What to produce:
Restate exactly, and only, the lines from the one containing "Target: paved sidewalk" through the end of the entries, keeping both endpoints.

Referring expression data:
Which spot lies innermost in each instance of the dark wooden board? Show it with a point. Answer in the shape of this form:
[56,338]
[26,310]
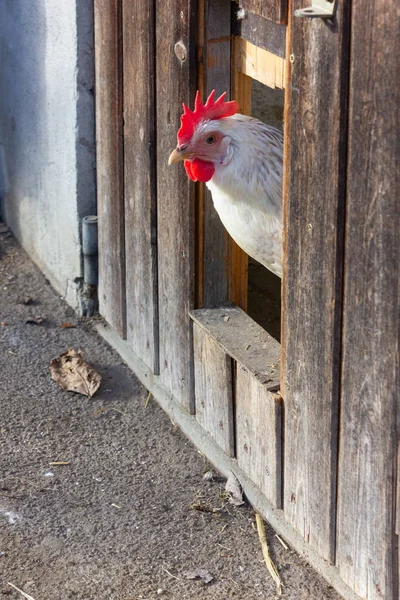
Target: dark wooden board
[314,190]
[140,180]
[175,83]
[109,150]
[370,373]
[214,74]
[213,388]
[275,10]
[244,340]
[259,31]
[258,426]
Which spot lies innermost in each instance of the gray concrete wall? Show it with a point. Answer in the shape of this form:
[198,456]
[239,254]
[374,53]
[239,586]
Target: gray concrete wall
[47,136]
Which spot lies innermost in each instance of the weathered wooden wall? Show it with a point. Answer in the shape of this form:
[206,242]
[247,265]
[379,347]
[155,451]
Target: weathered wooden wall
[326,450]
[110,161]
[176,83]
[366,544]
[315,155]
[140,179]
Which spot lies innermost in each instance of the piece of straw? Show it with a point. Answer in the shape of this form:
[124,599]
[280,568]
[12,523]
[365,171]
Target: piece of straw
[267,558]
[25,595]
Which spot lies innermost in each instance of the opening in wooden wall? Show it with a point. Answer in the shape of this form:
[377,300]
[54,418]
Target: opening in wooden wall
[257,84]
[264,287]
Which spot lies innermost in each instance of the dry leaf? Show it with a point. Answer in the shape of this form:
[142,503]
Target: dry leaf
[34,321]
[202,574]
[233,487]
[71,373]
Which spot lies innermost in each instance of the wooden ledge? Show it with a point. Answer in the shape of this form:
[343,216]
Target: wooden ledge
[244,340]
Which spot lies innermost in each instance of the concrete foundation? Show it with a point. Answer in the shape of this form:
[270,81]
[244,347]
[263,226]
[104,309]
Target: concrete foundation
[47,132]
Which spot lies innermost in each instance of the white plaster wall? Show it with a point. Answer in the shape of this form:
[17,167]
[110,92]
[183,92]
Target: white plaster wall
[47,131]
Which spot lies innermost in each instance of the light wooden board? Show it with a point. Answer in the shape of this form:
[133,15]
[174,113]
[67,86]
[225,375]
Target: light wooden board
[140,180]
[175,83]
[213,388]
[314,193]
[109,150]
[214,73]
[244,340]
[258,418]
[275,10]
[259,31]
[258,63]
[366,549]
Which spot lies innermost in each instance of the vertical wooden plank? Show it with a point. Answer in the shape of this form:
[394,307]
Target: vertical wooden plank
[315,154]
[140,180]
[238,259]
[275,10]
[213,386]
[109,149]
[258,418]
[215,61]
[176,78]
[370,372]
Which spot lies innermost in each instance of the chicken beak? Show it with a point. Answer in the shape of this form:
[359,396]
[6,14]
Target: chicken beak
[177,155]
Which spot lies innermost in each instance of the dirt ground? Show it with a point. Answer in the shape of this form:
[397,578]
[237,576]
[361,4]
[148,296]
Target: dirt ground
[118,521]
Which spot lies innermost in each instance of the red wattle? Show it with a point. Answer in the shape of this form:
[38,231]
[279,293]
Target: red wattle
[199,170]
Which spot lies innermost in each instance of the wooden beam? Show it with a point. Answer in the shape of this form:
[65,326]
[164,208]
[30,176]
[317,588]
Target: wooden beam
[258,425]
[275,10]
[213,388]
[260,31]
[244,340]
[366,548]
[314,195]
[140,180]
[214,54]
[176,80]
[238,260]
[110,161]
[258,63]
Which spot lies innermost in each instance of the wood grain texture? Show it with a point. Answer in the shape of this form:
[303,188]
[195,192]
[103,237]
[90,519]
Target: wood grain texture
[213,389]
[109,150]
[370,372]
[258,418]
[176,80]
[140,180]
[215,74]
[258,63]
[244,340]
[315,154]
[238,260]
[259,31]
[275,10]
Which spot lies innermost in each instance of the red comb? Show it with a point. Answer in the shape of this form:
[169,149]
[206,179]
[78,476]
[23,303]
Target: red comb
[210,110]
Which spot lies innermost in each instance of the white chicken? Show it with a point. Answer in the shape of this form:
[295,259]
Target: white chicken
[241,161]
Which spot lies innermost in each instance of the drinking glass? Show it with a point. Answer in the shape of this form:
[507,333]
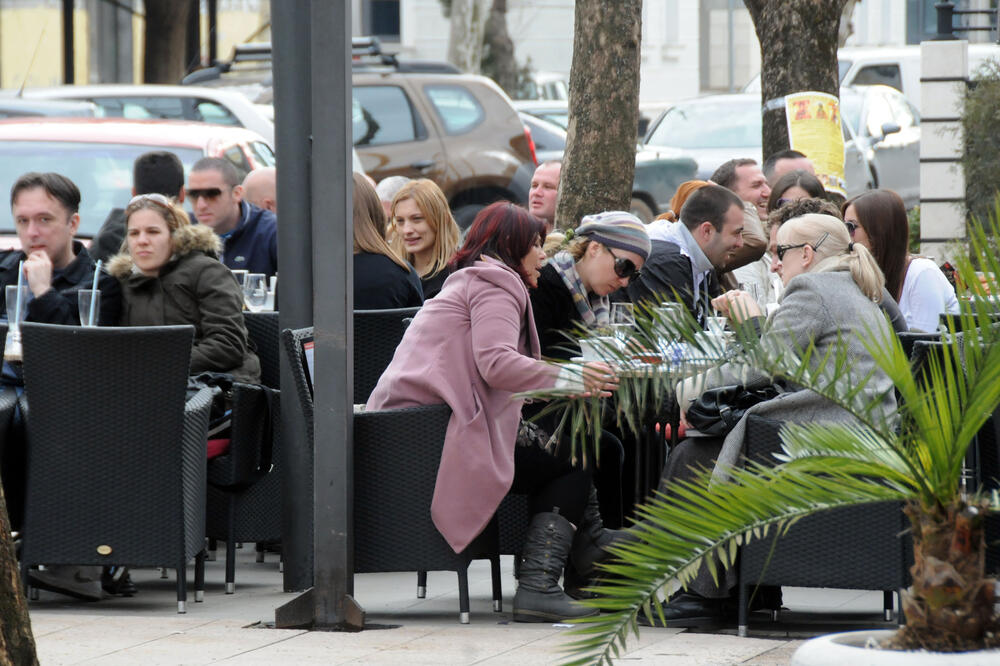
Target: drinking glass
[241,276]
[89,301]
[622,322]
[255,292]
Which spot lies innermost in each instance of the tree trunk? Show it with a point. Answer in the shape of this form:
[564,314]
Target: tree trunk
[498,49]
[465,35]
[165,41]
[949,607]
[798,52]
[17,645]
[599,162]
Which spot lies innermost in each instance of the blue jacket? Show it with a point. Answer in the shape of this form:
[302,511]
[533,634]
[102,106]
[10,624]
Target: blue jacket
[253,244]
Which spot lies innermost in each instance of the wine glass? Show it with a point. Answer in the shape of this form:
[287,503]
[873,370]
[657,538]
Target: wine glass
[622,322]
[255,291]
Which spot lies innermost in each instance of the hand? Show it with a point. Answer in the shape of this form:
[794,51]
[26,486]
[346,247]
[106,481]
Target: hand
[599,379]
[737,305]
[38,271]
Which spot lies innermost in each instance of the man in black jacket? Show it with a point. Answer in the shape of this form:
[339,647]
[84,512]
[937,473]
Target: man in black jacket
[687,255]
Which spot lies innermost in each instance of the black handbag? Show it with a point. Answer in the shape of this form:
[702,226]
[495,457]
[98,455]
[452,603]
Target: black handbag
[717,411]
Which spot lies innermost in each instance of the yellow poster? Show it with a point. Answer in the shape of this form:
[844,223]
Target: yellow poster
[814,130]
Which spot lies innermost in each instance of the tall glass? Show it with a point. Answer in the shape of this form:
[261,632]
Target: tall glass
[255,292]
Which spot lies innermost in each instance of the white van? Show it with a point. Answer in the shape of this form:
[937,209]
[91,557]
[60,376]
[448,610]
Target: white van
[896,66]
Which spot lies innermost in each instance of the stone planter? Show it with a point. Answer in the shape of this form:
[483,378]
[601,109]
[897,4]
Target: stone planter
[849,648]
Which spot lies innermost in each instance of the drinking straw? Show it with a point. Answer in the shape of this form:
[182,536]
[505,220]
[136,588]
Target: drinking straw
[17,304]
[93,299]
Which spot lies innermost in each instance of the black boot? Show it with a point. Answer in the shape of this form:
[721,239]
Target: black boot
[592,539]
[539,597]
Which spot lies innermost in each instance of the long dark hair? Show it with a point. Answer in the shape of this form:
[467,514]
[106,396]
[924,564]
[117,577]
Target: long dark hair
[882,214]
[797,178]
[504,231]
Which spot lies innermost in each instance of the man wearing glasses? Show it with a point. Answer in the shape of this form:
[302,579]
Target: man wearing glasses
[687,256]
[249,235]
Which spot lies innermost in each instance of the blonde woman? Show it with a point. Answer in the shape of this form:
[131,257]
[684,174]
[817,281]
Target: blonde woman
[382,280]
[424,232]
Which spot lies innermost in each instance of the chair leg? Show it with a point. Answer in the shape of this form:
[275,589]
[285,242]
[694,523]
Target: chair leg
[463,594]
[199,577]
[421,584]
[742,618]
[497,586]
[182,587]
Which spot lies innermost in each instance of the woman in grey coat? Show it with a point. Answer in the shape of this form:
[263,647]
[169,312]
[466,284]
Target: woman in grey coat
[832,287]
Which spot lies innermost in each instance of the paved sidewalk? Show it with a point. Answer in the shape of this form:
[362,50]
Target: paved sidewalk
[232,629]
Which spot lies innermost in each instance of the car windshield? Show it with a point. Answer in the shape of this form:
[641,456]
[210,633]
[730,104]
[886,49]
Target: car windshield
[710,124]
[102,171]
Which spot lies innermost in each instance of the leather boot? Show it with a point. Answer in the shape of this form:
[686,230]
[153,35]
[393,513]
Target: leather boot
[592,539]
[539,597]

Solution for this task:
Target: paved sidewalk
[232,629]
Which spot lies innermost in each instance of the car windshield? Show it with a point. Answer in the shape of this form:
[641,456]
[210,633]
[730,104]
[886,49]
Target: car windshield
[710,124]
[102,171]
Which spot lies innermost in each instance of the leather boot? Show it with a point. Answer in the shape of this form:
[686,230]
[153,35]
[393,513]
Target: leather boot
[592,539]
[539,597]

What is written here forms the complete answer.